◆ **Assigned task**
Copy each line from the records below in which the word "tree" is found.

########################################

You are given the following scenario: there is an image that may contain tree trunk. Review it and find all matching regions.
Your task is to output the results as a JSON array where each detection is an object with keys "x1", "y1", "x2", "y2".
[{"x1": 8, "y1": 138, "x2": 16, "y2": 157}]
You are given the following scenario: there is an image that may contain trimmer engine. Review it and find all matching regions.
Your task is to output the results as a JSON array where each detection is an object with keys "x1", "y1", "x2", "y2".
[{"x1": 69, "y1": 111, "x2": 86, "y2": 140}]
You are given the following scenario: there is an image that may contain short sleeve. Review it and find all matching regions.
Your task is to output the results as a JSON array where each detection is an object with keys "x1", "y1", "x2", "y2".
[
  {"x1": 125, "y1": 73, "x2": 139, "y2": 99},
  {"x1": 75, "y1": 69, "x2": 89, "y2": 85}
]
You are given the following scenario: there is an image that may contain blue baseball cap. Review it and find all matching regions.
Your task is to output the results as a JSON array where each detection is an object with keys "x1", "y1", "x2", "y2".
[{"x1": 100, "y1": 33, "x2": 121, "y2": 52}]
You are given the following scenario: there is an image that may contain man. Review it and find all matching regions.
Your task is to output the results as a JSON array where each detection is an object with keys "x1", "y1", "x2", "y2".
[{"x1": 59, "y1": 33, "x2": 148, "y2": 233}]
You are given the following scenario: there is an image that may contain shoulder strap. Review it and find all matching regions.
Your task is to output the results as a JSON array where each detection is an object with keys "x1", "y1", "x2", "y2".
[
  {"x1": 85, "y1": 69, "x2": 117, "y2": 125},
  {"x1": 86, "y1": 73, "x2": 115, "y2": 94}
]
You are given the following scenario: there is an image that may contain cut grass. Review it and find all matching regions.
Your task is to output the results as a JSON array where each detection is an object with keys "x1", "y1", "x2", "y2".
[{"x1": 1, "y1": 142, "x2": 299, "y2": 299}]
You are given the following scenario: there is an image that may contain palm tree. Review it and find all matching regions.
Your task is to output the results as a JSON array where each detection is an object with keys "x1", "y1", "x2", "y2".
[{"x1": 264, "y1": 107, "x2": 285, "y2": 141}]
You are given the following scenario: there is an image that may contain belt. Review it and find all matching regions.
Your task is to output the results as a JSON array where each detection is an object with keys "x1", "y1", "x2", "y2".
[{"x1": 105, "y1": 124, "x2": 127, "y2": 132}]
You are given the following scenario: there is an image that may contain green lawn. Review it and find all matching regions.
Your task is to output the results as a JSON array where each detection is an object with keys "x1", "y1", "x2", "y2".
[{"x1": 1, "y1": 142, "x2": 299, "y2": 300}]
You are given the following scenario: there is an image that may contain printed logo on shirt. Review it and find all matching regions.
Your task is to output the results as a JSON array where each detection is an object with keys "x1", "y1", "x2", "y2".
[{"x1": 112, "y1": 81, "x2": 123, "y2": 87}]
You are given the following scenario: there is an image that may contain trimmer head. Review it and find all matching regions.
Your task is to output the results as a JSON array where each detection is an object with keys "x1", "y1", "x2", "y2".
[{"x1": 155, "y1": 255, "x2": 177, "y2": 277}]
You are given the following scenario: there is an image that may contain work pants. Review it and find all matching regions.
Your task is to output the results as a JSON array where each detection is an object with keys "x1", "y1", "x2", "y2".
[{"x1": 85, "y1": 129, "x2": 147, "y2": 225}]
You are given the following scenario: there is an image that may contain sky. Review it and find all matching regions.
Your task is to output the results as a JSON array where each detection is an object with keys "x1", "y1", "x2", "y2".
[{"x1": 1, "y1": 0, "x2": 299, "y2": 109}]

########################################

◆ **Result of this task**
You are given the following scenario: there is an image that may contain tree trunk. Review it and find all matching regions.
You are given the following scenario: there is an image that may contain palm tree. Review it and find all matching regions.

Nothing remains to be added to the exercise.